**Sayfa metni:**
══════
Birleşik Arap Emirlikleri merkezli şirketimiz E-AWB sistemine geçiş sürecini hızlandırmış olup, altı yapı gereksinimlerinin sonuna gelmiştir. Bu yılın 4. çereğinde tam geçiş yapılacağını ön görüyoruz. Gelişen teknolojik ve lojistik altyapılar özellikle minimum karla iş yapan hava kargo sektörünün çağ atlamasını sağlayacak önemli bir projenin ortaya çıkmasını sağlamıştır. E-Freight projesinde tüm tarafların (firmalar, gümrük, havayolu) ortak bir portal üzerinde buluşması ve kullandıkları sistemlerin birbiri ile uyum sağlayabilecği bir altyapıya sahip olması gerekiyor ancak uyum geçiş süreci ve bürokratik yapı nedeniyle belki beklendiği kadar kolay ve hızlı olamayabilir. Sektörün tüm taraflarının en erken 2019 yılı başında tam anlamı ile bu projeye uyum sağlayabileceğini ön görüyorum.

 

İstanbul’un 3. havalimanının ilk etap açılışının 29 Ekim 2018 tarihinde yapılması planlanıyor. Kargo acenteleri için de ofis kiralamaları bir süre önce başladı. Inchcape Shipping Services olarak kiralama yaptınız mı? Sizce m2 başına kira ücretleri makul seviyelerde mi?  

 

İstanbul’un 3. Havalimanındaki kargo binasınıda geçen yıl itibari ile ofis kiralamasını yaptık. Kira ücretlerinin AHL’e ofis maliyetleri ile kıyasladığımızda çok daha pahalı olduğunu ve revizeye gidilmesinin şart olduğunu düşünüyorum.

 

AHL’den 3. Havalimanına geçiş süreci konusunda çok farklı senaryolar var. İlk başlangıçta tüm tarifeli seferlerin 3. Havalimanına kaydırılacağı konuşuluyor. İlk bir yıl kargo uçaklarının AHL’den uçuşlarını icra edeceğine dair duyumlar var. Sektörümüz açısından bu süreçteki muhtemel operasyonel aksaklıklar neler olur?
══════
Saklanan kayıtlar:
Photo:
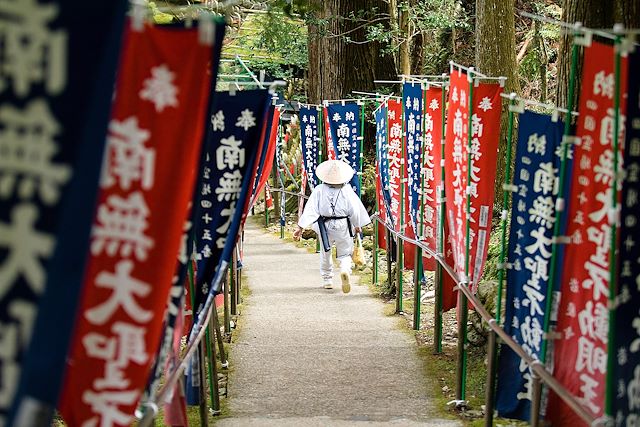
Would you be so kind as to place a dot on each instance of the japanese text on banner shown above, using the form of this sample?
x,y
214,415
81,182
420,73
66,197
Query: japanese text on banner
x,y
583,318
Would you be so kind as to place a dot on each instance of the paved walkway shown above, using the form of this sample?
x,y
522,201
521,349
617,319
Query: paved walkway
x,y
307,356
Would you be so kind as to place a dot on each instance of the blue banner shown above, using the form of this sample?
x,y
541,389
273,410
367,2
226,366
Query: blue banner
x,y
310,142
232,142
54,110
532,222
627,316
412,102
383,157
344,122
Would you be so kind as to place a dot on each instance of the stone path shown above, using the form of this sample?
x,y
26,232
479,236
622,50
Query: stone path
x,y
307,356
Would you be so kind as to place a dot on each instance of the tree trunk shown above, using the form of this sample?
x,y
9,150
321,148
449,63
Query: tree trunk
x,y
628,13
592,14
496,56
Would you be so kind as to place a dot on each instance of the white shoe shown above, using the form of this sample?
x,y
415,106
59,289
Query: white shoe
x,y
346,282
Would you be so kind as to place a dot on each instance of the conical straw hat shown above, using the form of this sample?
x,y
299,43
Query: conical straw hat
x,y
334,172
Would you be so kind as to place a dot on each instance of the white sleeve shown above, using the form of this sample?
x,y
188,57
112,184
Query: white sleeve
x,y
359,216
310,214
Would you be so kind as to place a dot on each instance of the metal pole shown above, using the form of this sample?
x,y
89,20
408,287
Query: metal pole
x,y
204,416
439,276
389,266
214,391
613,289
536,398
418,272
239,270
266,209
489,398
320,118
416,289
216,328
399,262
493,344
227,316
403,189
362,111
462,326
233,287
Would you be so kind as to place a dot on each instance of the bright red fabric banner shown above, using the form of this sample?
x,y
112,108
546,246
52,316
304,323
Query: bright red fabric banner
x,y
583,318
485,129
395,156
271,152
382,238
153,146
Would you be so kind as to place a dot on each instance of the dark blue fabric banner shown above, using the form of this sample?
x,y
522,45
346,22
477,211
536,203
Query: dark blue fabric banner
x,y
383,157
344,122
627,316
310,142
412,101
54,109
532,222
232,141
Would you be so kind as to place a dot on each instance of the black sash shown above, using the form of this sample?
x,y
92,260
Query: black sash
x,y
322,227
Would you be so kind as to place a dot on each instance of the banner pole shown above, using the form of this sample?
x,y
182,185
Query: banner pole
x,y
362,111
266,209
613,289
462,326
233,288
403,189
227,316
493,342
320,142
418,271
377,224
216,330
204,418
214,391
439,278
557,228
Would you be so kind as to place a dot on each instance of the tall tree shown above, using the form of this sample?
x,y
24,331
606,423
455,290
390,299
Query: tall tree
x,y
342,59
496,56
592,14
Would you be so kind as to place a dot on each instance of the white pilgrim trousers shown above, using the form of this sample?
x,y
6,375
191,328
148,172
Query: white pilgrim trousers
x,y
344,246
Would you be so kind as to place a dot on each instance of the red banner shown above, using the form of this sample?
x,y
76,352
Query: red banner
x,y
485,129
270,154
394,153
583,317
331,152
153,146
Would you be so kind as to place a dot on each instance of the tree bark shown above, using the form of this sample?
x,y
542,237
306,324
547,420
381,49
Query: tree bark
x,y
592,14
496,56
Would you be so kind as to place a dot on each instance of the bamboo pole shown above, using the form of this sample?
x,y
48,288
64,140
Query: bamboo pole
x,y
439,276
462,326
610,394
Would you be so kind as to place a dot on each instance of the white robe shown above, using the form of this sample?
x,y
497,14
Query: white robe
x,y
345,203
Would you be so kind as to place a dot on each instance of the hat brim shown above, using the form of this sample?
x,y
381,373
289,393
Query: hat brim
x,y
334,172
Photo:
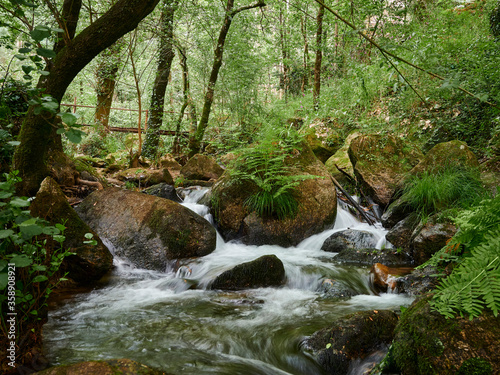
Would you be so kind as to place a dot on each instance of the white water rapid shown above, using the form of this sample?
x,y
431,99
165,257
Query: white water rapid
x,y
159,319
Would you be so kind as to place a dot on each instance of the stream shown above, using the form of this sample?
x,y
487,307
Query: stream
x,y
170,321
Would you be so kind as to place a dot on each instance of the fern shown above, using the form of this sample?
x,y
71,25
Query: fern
x,y
475,283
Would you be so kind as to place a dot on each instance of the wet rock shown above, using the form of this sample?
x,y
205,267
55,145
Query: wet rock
x,y
351,338
202,167
367,257
107,367
425,342
145,177
418,282
399,236
147,230
262,272
349,239
430,237
163,190
89,263
380,162
317,207
334,289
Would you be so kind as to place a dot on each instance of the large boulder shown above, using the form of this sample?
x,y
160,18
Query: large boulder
x,y
148,230
202,167
262,272
425,342
430,237
349,239
107,367
317,207
353,337
89,263
380,161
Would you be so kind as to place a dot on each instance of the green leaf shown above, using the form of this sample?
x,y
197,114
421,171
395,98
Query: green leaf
x,y
45,52
21,261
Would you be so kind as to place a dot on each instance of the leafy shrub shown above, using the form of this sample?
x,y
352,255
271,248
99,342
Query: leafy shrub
x,y
474,283
451,187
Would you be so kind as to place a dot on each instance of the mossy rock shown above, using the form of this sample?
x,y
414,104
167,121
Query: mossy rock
x,y
89,263
266,271
351,338
380,162
426,343
107,367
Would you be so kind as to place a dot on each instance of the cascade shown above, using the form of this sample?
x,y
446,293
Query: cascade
x,y
170,319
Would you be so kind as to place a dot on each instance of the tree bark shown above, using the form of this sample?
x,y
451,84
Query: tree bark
x,y
161,81
38,131
195,141
319,56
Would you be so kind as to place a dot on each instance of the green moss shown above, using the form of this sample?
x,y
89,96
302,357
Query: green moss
x,y
475,366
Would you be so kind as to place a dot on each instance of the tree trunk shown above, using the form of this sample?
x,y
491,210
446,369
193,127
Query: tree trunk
x,y
161,81
319,57
38,131
195,141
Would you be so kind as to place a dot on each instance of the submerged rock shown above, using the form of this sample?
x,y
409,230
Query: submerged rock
x,y
147,230
317,207
380,162
349,239
262,272
107,367
202,167
89,263
425,342
353,337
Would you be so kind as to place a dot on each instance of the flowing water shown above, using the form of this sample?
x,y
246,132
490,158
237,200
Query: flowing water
x,y
170,321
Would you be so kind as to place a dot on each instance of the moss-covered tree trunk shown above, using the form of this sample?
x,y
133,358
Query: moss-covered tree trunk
x,y
38,133
195,140
161,81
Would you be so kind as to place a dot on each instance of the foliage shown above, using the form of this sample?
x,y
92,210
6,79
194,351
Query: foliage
x,y
474,283
268,166
452,186
35,249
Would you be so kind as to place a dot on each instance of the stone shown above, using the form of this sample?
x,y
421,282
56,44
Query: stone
x,y
351,338
163,190
380,162
349,239
317,207
399,236
425,342
108,367
147,230
266,271
429,238
89,263
202,167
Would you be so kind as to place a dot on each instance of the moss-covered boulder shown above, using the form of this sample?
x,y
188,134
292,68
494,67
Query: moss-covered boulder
x,y
323,139
380,161
341,160
353,337
202,167
445,154
266,271
426,343
89,263
317,207
107,367
147,230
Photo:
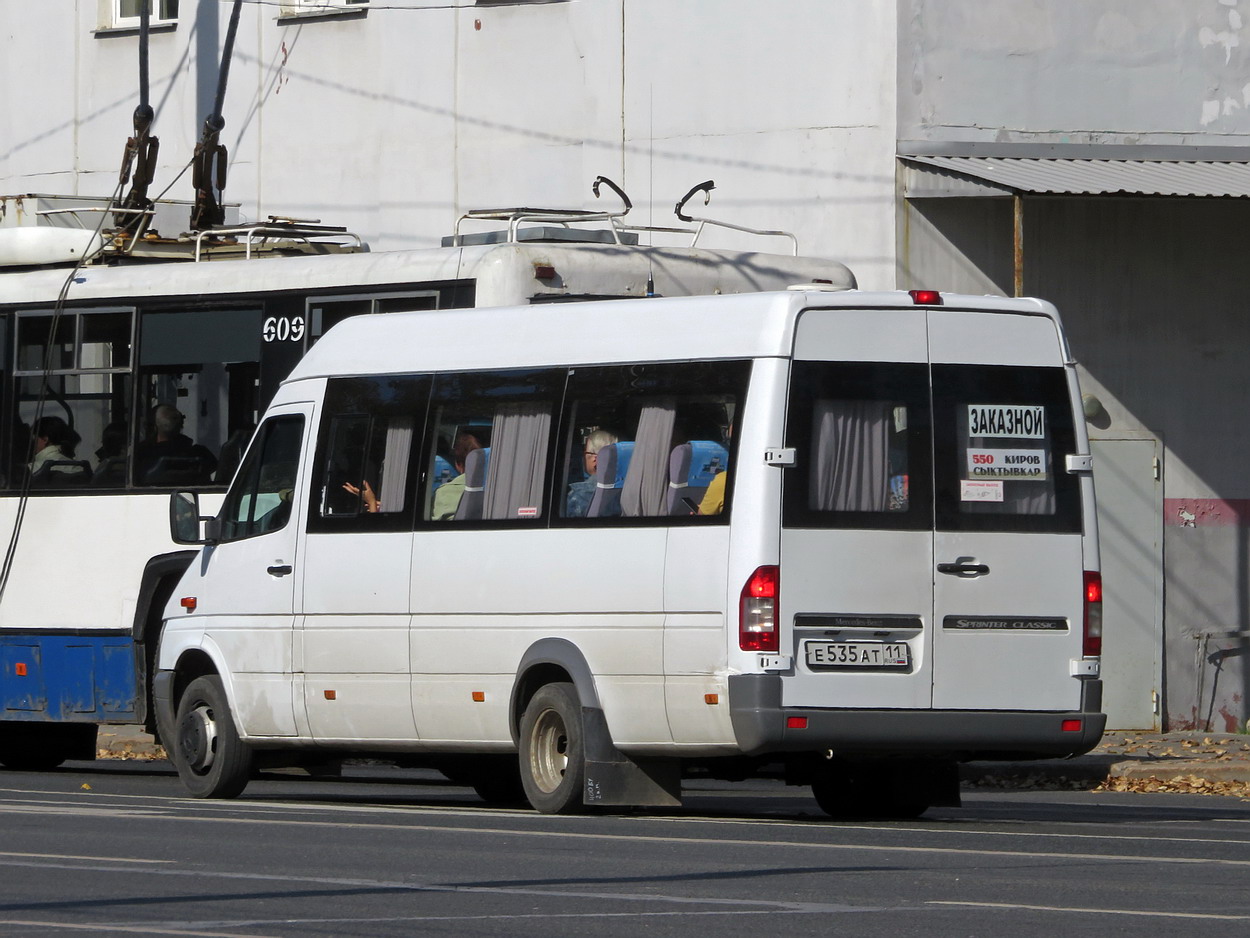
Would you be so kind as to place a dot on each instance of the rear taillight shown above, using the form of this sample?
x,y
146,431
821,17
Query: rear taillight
x,y
758,612
1091,645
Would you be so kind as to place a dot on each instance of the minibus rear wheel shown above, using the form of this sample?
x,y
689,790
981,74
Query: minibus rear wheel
x,y
210,758
553,751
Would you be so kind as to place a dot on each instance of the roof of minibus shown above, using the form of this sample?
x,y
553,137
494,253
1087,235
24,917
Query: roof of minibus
x,y
663,329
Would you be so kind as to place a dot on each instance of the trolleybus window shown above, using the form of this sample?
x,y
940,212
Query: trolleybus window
x,y
70,428
198,373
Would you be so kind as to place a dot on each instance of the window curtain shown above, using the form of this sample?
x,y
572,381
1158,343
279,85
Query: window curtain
x,y
851,455
518,458
395,458
645,490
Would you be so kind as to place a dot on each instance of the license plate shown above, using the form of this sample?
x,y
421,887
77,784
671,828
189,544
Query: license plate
x,y
858,654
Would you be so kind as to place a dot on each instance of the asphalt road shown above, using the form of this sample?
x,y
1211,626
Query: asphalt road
x,y
116,849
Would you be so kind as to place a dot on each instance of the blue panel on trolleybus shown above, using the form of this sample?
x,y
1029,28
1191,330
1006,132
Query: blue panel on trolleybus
x,y
75,677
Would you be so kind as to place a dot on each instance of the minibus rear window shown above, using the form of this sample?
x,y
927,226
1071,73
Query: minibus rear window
x,y
861,437
1001,437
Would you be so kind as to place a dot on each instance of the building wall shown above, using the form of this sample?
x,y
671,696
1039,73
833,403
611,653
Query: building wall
x,y
1146,285
1160,330
1114,71
396,120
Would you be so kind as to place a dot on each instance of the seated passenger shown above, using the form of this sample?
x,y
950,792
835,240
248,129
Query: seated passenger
x,y
446,499
580,493
365,493
714,498
170,457
54,442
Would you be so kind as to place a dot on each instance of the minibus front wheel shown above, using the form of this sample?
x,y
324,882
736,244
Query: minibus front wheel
x,y
210,758
553,751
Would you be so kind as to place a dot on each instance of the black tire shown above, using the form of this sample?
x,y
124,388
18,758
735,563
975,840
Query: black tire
x,y
206,751
553,751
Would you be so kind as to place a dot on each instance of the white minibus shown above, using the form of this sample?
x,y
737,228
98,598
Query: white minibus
x,y
576,553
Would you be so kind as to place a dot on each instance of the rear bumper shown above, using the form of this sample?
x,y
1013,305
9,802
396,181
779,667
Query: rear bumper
x,y
760,723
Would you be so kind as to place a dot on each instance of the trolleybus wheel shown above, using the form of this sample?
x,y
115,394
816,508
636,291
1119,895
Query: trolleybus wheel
x,y
210,758
553,751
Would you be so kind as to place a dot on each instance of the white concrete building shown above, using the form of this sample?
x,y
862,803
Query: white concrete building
x,y
1095,154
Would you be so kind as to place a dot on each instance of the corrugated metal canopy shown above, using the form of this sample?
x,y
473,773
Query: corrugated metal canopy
x,y
1081,176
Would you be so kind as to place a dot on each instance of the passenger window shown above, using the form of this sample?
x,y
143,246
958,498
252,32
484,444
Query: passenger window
x,y
260,498
365,453
650,440
1003,437
861,435
490,445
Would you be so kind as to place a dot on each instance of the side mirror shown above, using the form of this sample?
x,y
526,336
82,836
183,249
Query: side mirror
x,y
185,519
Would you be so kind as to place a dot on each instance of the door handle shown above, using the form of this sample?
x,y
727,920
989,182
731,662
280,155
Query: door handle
x,y
961,568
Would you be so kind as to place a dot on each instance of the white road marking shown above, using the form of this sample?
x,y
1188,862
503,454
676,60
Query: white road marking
x,y
1144,913
74,856
708,841
105,928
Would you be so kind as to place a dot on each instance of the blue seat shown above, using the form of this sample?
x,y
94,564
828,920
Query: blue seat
x,y
610,470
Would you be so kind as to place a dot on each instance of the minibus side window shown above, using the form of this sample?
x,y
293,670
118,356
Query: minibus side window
x,y
1001,438
650,442
259,500
860,432
488,458
365,459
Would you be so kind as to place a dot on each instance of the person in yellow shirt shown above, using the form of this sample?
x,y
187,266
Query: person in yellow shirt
x,y
714,498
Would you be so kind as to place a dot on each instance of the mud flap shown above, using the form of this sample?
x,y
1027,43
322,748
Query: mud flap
x,y
613,778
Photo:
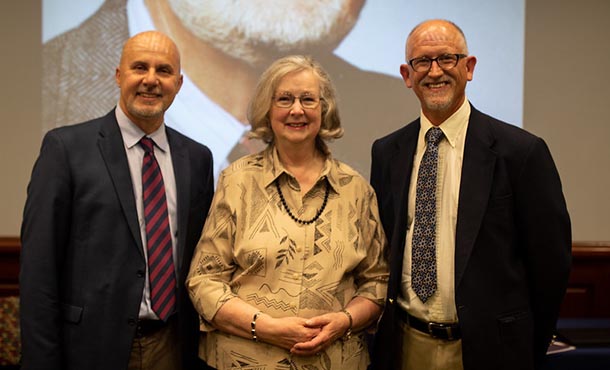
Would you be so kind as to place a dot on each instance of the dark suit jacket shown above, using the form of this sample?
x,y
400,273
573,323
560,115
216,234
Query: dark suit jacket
x,y
82,262
512,247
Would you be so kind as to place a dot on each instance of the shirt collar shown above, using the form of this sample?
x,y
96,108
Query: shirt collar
x,y
132,133
452,127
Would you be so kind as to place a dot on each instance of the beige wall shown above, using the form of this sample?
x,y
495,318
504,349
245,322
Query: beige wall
x,y
567,102
20,106
567,96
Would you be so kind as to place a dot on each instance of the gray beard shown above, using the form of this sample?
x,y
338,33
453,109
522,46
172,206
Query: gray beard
x,y
257,34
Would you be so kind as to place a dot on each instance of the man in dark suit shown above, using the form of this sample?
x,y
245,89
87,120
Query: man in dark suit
x,y
86,298
479,260
225,47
══════
**Görevler:**
1. Kayıtlarda "of the shirt" ifadesinin geçtiği satırdan kayıtların sonuna kadar olan satırlarda "beige wall" ifadesini "cream wall" olarak değiştir. Bu satırları başka hiçbir şeyi değiştirmeden yeniden yaz.
2. Hava kargo sektörü ve İstanbul'un 3. havalimanı üzerine olan metni kaldığı yerden sürdür.
Kayıtlar metinle hiçbir şekilde ilgili değildir.

**Yazılı yanıtlar:**
1.
Would you be so kind as to place a dot on each instance of the shirt collar shown above, using the form of this sample?
x,y
96,108
Query: shirt collar
x,y
132,133
452,127
Would you be so kind as to place a dot on each instance of the cream wall shown above, using the form of this sample?
x,y
495,318
504,349
245,322
Query: cream wall
x,y
567,102
20,106
567,96
Would you be so kind as to place a dot on each instance of the gray beard shown above, using the form of this sample?
x,y
338,33
453,109
522,46
172,206
Query: gray beard
x,y
257,34
Would you be so kind as to place a dot on each instance of the man in dark suit shown above, using the form of this sample?
x,y
245,89
87,120
Query: man in dark suit
x,y
86,298
479,260
225,47

2.
Yeni havalimanındaki tesisler tamamlanana kadar kargo uçuşları Atatürk Havalimanından devam edeceği yönündedir. Yolcu uçaklarında taşınan kargoların devamı kargo uçağında olacaksa, bu kargolar bir süre karayoluyla AHL’ye taşınacak ve bu durum kargoların operasyon sürecinin gecikmesine sebep olacaktır, bu gecikme ile beraber her iki havalimanında işlem yapmak adına ofislerin faaliyet yürütmesi gerekmektedir dolayısıyla maliyetlerin artışı kaçınmaz olacaktır.

 

İstanbul’un 3. havalimanı açıldıktan sonra hava kargo taşımacılığı açısından kısa ve orta vadede bir kapasite artışı bekliyor musunuz? AHL’ye slot yüzünden gelmeyen havayolları 3. Havalimanına uçmaya başlar mı? Sektörümüze yansıması nasıl olur?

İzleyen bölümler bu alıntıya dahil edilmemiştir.